# Given problem
Write out the lines from the one containing "For the shot-chart build, locate every instance of the black" through the end of the items, inclusive, switching every "blue t-shirt" to "gray t-shirt" and leaving everything else unchanged.

[Items from a data source]
┌──

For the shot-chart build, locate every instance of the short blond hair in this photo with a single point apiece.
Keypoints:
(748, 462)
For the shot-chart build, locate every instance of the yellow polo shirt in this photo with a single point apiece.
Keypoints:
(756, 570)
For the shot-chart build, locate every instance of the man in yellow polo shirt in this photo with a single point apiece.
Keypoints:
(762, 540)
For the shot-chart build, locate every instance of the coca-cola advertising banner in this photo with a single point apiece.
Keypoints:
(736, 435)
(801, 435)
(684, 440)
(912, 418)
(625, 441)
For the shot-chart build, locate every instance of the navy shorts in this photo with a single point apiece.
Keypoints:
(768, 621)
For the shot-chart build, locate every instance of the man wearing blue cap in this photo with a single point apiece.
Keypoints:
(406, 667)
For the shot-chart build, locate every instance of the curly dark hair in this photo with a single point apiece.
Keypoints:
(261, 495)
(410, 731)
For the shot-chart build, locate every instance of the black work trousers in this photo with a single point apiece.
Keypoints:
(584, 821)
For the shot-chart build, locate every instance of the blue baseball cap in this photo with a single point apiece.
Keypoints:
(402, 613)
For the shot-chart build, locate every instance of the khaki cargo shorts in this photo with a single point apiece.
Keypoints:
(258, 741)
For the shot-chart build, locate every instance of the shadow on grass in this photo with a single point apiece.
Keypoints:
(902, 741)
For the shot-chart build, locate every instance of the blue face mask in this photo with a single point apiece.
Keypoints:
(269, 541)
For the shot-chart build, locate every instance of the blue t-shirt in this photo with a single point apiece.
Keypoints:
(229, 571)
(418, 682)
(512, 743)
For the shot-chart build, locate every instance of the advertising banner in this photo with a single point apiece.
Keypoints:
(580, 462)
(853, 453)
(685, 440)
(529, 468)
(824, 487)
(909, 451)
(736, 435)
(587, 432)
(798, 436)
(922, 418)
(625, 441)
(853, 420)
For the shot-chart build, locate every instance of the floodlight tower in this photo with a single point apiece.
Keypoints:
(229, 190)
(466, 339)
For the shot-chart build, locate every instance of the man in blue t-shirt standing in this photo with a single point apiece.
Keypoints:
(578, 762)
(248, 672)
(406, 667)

└──

# Written answer
For the shot-chart build, locate every instance of the black work trousers in this photo with a single point apiece.
Keypoints:
(584, 821)
For the shot-chart build, locate every instance of the blue baseball cap in this photo with a single point apiece.
Keypoints:
(402, 613)
For the shot-chart build, locate every instance of the khaki cargo shorts in this photo with a single point apiece.
Keypoints:
(258, 741)
For the shot-chart build, locate every instance of the shadow on grass in this photo with a single point apiece.
Keypoints:
(902, 741)
For the shot-chart build, locate every instance of the blue face mask in this photo with a single point apiece.
Keypoints:
(269, 541)
For the shot-chart build, locate every instance of the gray t-shirt in this photo with a single point apiece.
Keypoints:
(229, 571)
(418, 682)
(512, 743)
For the shot-chart build, locate every instance of the advertising banner in this photo with a single point apiece.
Keypoints:
(580, 462)
(853, 453)
(685, 440)
(529, 468)
(824, 487)
(909, 451)
(736, 435)
(587, 432)
(798, 436)
(922, 418)
(625, 441)
(853, 420)
For the shot-chart build, locate every instance of the floodlight tower in this photo with a single point apiece.
Keypoints:
(229, 190)
(466, 339)
For the shot-chart build, locate every instance of the man in gray t-shirt standing in this photo with a single point apiece.
Keypoints:
(578, 762)
(248, 672)
(406, 667)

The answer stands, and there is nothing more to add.